Dataset entries:

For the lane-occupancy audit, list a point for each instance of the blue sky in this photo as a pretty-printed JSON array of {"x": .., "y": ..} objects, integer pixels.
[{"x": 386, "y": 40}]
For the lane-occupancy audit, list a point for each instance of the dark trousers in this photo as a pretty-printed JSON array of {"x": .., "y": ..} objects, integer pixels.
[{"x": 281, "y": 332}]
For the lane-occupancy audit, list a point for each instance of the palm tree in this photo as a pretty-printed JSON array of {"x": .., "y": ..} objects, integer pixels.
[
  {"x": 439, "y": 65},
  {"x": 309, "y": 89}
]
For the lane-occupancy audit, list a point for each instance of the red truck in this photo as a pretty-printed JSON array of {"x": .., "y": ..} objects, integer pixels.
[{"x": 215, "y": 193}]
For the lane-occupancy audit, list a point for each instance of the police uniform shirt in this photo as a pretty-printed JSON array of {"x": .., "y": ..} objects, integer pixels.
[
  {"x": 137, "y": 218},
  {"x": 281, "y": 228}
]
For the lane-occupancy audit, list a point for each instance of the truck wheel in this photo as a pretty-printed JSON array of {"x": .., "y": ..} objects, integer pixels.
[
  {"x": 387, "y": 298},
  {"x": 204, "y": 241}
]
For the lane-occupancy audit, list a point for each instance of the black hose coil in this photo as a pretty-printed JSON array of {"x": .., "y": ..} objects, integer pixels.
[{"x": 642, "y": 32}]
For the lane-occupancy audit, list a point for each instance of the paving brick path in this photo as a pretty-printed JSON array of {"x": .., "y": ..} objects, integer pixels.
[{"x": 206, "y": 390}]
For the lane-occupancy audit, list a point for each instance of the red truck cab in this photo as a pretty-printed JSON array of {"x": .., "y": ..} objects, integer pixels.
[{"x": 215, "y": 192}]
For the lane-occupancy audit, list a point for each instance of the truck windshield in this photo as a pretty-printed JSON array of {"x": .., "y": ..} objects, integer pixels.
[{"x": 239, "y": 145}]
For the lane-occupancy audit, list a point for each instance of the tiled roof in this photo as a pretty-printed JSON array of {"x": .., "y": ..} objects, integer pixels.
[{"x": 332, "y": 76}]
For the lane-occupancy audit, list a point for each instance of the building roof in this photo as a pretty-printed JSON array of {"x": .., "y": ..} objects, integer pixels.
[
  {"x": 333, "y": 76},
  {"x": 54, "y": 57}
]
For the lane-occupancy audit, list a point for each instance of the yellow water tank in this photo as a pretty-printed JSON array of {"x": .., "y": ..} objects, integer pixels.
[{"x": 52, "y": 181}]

What is being asked: Every line above should be transcribed exactly.

Solution below:
For the lane-occupancy audit, list a point for each instance of the blue sky in this photo as a pretty-printed JSON array of {"x": .., "y": ..} objects, integer pixels.
[{"x": 386, "y": 40}]
For the lane-occupancy audit, list a point for each instance of the dark trousers in this photo as a pretty-printed JSON array of {"x": .., "y": ..} objects, integer pixels.
[{"x": 281, "y": 332}]
For the lane-occupancy audit, list a point for each instance of the palm tree in this photo as a pretty-printed JSON array of {"x": .., "y": ..} objects, integer pixels.
[
  {"x": 439, "y": 65},
  {"x": 309, "y": 89}
]
For the lane-occupancy audit, list a point for each instance of the red truck in this photo as a pretty-printed JSON array of {"x": .., "y": ..} objects, integer pixels.
[{"x": 215, "y": 193}]
For the lane-occupancy audit, list a point for each instance of the police uniform shirt in this photo as a pretty-printed JSON array of {"x": .., "y": ..} objects, integer pixels.
[
  {"x": 137, "y": 218},
  {"x": 281, "y": 228}
]
For the lane-occupancy audit, list a point for each instance of the truck wheel in this photo as a pretty-printed JSON array of {"x": .., "y": ..} objects, integer pixels.
[
  {"x": 387, "y": 298},
  {"x": 204, "y": 241}
]
For the lane-occupancy audit, list a point for each instance of the black hose coil in this photo as a pretty-printed JSON array of {"x": .., "y": ..} objects, integer pixels.
[{"x": 642, "y": 32}]
For the lane-occupancy audit, list a point for each instance of the paving brick path in this photo as a pretty-printed JSON array of {"x": .., "y": ..} objects, integer pixels.
[{"x": 206, "y": 390}]
For the lane-occupancy audit, list a point for each instance of the red truck cab in this photo as a pretty-printed JSON array of {"x": .., "y": ..} objects, integer pixels.
[{"x": 215, "y": 192}]
For the lane-occupancy audit, list a point for each instance of the truck windshield in this photo as a pretty-printed JSON array of {"x": .., "y": ..} objects, integer pixels.
[{"x": 239, "y": 145}]
For the lane-occupancy audit, list a point for each instance of the tiled roof in this photo as a pretty-printed JSON array of {"x": .., "y": ..} objects, integer pixels.
[{"x": 332, "y": 76}]
For the lane-occupancy audit, list a point for each instance of the building roof in this photo as a pretty-printed JSON array of {"x": .., "y": ..} objects, integer pixels.
[
  {"x": 333, "y": 76},
  {"x": 54, "y": 57}
]
For the lane-occupancy audit, list a point for each instance of the yellow water tank in this photo as a pretty-printed JSON array of {"x": .., "y": ..} objects, integer pixels.
[{"x": 52, "y": 181}]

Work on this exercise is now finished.